- _Goal of the exercise_:
Return every line below that contains the word "woman".

Entries from a dataset:
========================

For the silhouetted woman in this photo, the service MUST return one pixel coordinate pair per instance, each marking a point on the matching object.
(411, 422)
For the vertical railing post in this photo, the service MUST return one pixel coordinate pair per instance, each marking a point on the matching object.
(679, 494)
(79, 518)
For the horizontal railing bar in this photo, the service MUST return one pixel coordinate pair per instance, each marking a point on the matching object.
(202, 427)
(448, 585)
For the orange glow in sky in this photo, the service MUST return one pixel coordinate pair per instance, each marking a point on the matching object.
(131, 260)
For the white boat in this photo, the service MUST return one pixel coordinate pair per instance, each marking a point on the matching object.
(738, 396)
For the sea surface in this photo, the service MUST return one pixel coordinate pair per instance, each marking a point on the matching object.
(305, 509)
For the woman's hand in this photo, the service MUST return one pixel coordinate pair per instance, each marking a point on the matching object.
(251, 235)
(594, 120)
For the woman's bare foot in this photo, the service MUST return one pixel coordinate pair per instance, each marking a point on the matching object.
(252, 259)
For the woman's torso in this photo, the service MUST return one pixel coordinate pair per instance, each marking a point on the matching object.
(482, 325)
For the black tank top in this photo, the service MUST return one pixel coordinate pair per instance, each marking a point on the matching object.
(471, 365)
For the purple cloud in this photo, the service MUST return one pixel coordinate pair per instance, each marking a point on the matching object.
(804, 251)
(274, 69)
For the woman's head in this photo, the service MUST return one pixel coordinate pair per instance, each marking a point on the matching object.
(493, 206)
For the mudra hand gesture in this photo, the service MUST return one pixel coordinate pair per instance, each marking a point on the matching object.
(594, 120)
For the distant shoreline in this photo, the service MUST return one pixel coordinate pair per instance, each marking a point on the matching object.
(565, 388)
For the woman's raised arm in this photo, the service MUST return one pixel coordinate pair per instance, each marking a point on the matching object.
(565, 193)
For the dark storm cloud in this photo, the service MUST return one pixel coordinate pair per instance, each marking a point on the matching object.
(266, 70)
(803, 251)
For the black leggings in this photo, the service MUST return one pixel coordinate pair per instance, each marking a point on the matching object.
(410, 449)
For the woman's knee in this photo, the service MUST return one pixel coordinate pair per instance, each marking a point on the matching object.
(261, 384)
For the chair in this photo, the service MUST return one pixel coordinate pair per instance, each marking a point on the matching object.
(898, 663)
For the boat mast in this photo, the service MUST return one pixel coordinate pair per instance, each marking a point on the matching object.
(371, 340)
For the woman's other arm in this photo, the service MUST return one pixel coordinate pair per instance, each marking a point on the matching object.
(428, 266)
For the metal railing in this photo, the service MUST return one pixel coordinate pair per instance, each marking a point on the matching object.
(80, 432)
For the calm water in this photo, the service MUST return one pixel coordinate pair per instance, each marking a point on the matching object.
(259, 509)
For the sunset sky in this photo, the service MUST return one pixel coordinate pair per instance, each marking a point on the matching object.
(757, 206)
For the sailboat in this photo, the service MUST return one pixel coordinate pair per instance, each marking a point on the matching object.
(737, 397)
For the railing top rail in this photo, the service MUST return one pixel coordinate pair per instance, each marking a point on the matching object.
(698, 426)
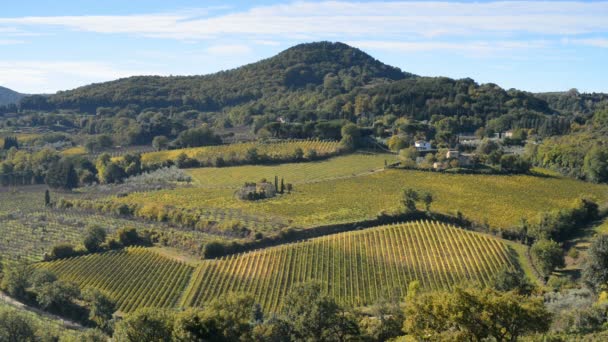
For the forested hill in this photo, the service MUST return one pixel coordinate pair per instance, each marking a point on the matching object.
(300, 68)
(310, 82)
(8, 96)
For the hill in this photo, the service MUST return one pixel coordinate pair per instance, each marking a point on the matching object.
(295, 69)
(308, 82)
(8, 96)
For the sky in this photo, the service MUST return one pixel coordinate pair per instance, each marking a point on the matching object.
(48, 46)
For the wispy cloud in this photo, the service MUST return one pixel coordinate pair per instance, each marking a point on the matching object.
(353, 19)
(594, 42)
(32, 76)
(467, 48)
(229, 49)
(10, 41)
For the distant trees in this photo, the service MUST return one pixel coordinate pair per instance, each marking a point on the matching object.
(62, 174)
(16, 327)
(94, 237)
(547, 255)
(410, 197)
(160, 142)
(351, 136)
(595, 164)
(194, 137)
(501, 316)
(10, 142)
(595, 270)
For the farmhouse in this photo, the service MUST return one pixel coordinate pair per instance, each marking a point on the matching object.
(422, 145)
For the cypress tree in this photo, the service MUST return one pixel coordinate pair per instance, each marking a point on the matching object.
(47, 198)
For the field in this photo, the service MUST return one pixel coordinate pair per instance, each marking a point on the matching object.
(498, 200)
(29, 229)
(44, 326)
(134, 277)
(295, 173)
(355, 267)
(238, 152)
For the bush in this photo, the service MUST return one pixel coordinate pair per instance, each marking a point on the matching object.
(61, 251)
(214, 249)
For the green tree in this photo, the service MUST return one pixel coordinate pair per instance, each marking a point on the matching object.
(160, 142)
(62, 250)
(427, 198)
(47, 198)
(547, 256)
(409, 199)
(16, 327)
(474, 315)
(511, 279)
(62, 174)
(316, 317)
(58, 295)
(94, 237)
(396, 143)
(128, 236)
(101, 307)
(595, 164)
(16, 279)
(146, 324)
(351, 136)
(595, 271)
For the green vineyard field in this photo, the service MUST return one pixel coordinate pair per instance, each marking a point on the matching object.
(134, 277)
(358, 267)
(354, 267)
(295, 173)
(238, 152)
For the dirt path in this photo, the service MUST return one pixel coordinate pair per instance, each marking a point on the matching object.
(22, 306)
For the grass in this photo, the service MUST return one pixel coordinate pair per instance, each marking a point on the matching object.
(74, 151)
(355, 267)
(295, 173)
(29, 229)
(43, 326)
(498, 200)
(238, 152)
(134, 277)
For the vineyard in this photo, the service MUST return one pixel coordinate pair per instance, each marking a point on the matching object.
(238, 152)
(29, 229)
(134, 277)
(500, 201)
(295, 173)
(355, 267)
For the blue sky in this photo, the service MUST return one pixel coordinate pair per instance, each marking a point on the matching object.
(46, 46)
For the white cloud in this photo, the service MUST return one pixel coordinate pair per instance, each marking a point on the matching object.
(595, 42)
(43, 76)
(10, 41)
(468, 48)
(229, 50)
(354, 19)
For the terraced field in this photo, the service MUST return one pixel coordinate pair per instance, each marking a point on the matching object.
(134, 277)
(355, 267)
(29, 229)
(238, 152)
(500, 201)
(295, 173)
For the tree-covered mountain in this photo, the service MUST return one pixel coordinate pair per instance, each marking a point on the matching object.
(8, 96)
(301, 68)
(307, 83)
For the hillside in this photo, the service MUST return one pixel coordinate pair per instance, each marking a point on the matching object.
(309, 82)
(8, 96)
(295, 69)
(355, 268)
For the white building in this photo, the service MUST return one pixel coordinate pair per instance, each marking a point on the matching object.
(422, 145)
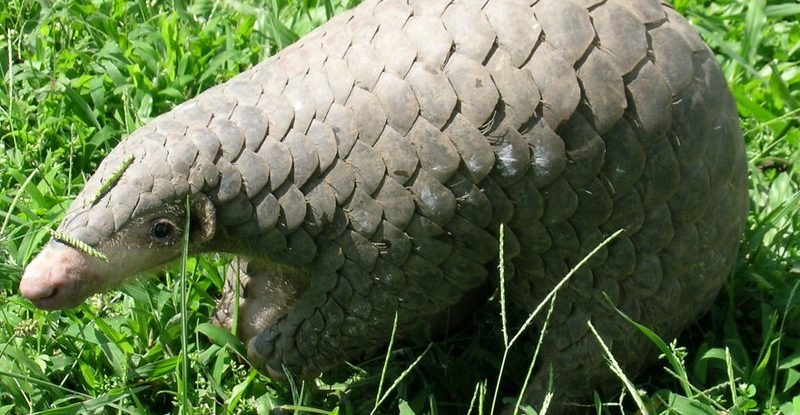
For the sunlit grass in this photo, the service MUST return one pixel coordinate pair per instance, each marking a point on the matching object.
(75, 77)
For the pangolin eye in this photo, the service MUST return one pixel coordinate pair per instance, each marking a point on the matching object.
(163, 230)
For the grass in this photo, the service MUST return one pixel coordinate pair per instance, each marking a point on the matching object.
(76, 76)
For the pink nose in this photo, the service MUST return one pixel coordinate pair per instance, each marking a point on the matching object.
(38, 283)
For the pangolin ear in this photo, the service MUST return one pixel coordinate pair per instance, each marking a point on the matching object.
(204, 219)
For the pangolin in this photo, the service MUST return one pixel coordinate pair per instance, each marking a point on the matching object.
(366, 170)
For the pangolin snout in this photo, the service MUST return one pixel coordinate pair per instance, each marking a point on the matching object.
(50, 280)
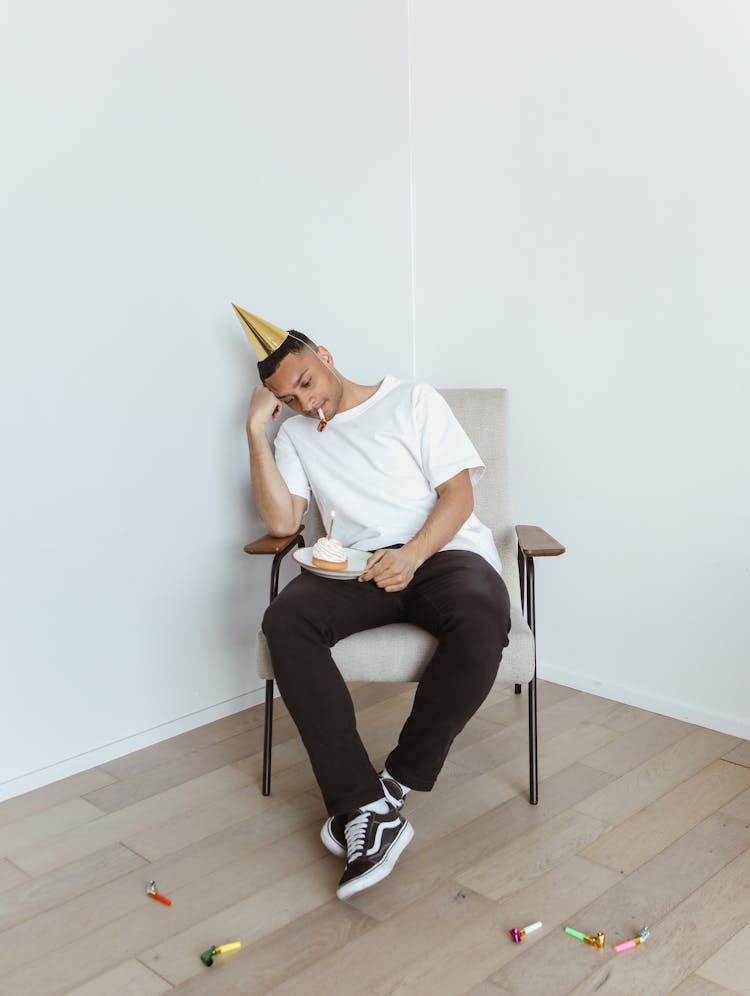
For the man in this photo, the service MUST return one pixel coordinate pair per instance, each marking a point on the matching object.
(398, 470)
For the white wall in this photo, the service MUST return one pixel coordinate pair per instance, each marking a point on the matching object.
(582, 217)
(162, 159)
(580, 214)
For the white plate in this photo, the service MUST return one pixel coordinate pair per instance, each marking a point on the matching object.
(357, 561)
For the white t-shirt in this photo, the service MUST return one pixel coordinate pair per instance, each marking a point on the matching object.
(378, 465)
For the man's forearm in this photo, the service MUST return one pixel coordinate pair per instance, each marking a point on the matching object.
(271, 495)
(453, 507)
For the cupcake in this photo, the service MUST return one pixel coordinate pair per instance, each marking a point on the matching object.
(329, 555)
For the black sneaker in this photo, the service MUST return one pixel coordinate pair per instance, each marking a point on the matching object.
(374, 843)
(332, 832)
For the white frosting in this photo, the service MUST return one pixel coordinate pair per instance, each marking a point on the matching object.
(329, 549)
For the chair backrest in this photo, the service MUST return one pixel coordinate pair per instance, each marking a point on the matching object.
(483, 413)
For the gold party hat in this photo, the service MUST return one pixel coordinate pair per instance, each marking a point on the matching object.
(264, 337)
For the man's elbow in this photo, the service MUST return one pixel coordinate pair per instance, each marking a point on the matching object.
(279, 528)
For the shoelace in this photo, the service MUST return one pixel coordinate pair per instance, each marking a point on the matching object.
(355, 832)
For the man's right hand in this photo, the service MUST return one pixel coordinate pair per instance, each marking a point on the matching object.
(264, 405)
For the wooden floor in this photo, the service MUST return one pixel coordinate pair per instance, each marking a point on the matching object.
(643, 820)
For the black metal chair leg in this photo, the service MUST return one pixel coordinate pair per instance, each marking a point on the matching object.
(522, 579)
(299, 542)
(533, 752)
(267, 734)
(533, 758)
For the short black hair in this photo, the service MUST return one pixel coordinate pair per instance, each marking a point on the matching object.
(294, 343)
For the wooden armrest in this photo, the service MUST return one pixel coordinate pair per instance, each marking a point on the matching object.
(535, 542)
(271, 544)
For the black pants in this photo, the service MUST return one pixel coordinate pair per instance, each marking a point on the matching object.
(457, 597)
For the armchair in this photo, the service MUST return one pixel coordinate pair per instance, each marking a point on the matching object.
(400, 652)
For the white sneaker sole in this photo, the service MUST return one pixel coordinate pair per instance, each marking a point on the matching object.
(381, 871)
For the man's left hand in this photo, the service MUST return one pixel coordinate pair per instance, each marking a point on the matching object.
(391, 569)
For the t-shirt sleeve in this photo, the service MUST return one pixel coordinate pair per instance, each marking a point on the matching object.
(290, 465)
(446, 449)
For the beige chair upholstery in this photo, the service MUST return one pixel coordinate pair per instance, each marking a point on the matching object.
(400, 652)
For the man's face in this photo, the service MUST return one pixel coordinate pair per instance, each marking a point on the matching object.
(305, 381)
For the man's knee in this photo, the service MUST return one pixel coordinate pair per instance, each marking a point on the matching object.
(483, 601)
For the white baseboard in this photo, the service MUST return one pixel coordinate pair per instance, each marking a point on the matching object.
(688, 712)
(101, 755)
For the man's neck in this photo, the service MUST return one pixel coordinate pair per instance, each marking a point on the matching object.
(355, 394)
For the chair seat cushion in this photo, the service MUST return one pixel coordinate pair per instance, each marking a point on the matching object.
(401, 652)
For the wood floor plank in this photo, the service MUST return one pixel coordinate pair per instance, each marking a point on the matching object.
(41, 799)
(96, 932)
(478, 949)
(559, 963)
(514, 708)
(113, 827)
(10, 876)
(288, 951)
(247, 921)
(128, 791)
(694, 985)
(423, 868)
(628, 751)
(624, 718)
(487, 988)
(643, 835)
(428, 924)
(739, 807)
(740, 754)
(75, 919)
(662, 772)
(140, 761)
(527, 858)
(31, 830)
(50, 891)
(683, 939)
(216, 815)
(730, 965)
(509, 744)
(131, 978)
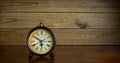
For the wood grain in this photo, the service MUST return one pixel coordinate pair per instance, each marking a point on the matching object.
(65, 36)
(68, 54)
(60, 20)
(60, 5)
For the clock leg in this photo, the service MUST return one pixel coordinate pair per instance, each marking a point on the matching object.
(52, 55)
(30, 55)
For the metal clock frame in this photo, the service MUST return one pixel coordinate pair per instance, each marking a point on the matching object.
(44, 28)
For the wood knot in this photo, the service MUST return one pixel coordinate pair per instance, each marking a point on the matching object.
(80, 24)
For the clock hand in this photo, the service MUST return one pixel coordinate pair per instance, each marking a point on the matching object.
(37, 38)
(35, 44)
(43, 40)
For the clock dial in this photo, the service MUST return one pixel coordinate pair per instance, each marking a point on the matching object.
(40, 41)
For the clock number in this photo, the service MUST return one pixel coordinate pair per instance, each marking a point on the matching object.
(37, 34)
(48, 37)
(49, 41)
(48, 45)
(41, 32)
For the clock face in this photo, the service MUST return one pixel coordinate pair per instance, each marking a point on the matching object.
(40, 41)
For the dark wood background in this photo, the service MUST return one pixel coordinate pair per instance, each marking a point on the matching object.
(65, 17)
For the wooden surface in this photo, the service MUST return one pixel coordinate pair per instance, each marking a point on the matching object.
(65, 36)
(64, 54)
(60, 6)
(60, 20)
(66, 18)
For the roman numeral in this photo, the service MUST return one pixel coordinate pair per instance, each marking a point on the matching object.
(37, 33)
(48, 37)
(49, 41)
(48, 45)
(41, 32)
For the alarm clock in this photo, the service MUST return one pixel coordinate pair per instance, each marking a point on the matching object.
(40, 41)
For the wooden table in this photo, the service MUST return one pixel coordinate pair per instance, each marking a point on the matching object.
(64, 54)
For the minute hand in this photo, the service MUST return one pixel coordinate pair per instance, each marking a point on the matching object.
(37, 38)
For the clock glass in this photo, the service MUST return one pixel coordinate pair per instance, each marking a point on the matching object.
(40, 41)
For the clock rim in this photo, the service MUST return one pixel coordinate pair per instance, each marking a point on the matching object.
(37, 28)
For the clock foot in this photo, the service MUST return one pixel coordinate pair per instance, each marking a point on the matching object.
(30, 55)
(52, 55)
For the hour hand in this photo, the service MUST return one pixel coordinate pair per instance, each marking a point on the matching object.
(37, 38)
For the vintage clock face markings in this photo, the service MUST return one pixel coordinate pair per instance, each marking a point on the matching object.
(40, 41)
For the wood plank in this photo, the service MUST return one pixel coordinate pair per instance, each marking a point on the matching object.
(60, 20)
(65, 36)
(69, 54)
(60, 5)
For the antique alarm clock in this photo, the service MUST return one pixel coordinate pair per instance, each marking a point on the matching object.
(41, 41)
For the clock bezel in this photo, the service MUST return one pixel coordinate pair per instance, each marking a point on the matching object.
(44, 28)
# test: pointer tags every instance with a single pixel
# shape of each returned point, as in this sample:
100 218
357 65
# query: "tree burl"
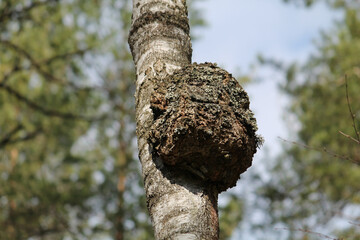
203 124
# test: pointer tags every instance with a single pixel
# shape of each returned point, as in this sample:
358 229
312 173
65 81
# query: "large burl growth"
203 125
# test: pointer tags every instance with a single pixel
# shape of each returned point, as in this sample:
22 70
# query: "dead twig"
322 149
350 110
350 137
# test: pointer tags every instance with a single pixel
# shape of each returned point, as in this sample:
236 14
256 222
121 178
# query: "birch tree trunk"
181 194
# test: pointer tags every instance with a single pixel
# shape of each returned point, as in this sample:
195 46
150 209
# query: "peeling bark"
181 182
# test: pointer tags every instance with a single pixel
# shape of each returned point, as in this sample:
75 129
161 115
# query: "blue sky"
238 31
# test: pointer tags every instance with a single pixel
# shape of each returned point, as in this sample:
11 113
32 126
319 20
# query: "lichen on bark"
203 124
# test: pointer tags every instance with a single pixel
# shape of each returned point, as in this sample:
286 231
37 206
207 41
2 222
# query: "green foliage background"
315 182
68 155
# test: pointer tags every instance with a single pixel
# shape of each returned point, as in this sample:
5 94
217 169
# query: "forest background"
68 155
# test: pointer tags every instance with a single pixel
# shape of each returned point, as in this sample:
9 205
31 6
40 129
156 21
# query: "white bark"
180 207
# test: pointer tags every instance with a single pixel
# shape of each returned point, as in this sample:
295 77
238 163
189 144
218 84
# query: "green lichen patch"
203 124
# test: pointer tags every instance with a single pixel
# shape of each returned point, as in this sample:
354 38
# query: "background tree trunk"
180 206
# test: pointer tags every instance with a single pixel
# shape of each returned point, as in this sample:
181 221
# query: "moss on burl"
203 124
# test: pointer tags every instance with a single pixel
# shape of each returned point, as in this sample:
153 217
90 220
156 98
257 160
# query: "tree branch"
350 110
322 149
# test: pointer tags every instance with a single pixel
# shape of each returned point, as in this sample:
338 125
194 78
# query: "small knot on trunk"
203 124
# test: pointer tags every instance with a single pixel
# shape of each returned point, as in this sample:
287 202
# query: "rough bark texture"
183 201
203 124
180 207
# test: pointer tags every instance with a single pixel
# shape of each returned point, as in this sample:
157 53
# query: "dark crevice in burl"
203 124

========================

- _Answer for the task_:
For the silhouetted woman in this photo, the service MUST return one pixel coordinate pair per instance, each marking a point on the matching object.
For the woman's hand in this photo, the service MUST return one pixel coordinate pair per instance, each marking a point on the matching object.
For the woman's bare foot in this photo, the service MUST return one pixel coordinate pair per instance, each marking a point on the matching object.
For the woman's torso in this photo, the service MUST return one pixel coordinate pair per instance, each marking a point on the matching object.
For the woman's head in this photo, the service MUST return one pixel coordinate pair per instance, each marking a point on the matching object.
For the woman's raised arm in this photo, the service MUST return one pixel coordinate pair per instance, each marking a point on the matching object.
For the woman's knee in this photo, the service MUST return one pixel coordinate pair per instance, each marking a point on the matching object.
For the woman's other arm in this photo, the service MUST return one pixel coordinate pair per instance, each marking a point on the matching object.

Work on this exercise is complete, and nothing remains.